§ **Record list**
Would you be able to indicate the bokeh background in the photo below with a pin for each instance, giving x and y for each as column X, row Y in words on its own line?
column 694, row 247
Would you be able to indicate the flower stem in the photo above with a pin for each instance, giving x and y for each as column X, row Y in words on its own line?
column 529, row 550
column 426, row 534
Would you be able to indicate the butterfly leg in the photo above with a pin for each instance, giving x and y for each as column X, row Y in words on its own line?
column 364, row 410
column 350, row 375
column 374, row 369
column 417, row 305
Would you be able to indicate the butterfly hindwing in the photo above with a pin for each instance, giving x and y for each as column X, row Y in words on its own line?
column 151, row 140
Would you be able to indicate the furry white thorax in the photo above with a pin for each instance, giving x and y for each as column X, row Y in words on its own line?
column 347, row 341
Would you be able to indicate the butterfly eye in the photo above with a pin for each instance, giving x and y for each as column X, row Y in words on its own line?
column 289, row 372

§ **Problem**
Copy every line of the records above word for word, keeping the same order and line breaks.

§ **Output**
Would you be able to indicate the bokeh background in the photo below with a pin for each instance, giving x and y for each as column X, row Y in words on its own line?
column 694, row 247
Would you be able to indicate the flower stem in the photo above with a pin for each instance, giving x and y for each as column X, row Y in words on its own line?
column 529, row 550
column 426, row 534
Would you be able to indicate the butterfly leg in the photo above with a pin for each instance, giving x and y for each as column X, row Y in words on its own line?
column 364, row 410
column 350, row 375
column 374, row 369
column 417, row 305
Would you be able to indicate the butterfly hindwing in the photo above with a pin for each instance, giving x and y for each as column X, row Y in words on its own line?
column 151, row 140
Would you be able to indicate the furry white thorax in the photo above with a pin for each instance, giving x and y for each as column X, row Y in words on its own line?
column 347, row 341
Would you be able to indicate the butterfly eye in the photo above with a pin for each instance, giving x and y for each as column X, row Y in words on its own line?
column 289, row 372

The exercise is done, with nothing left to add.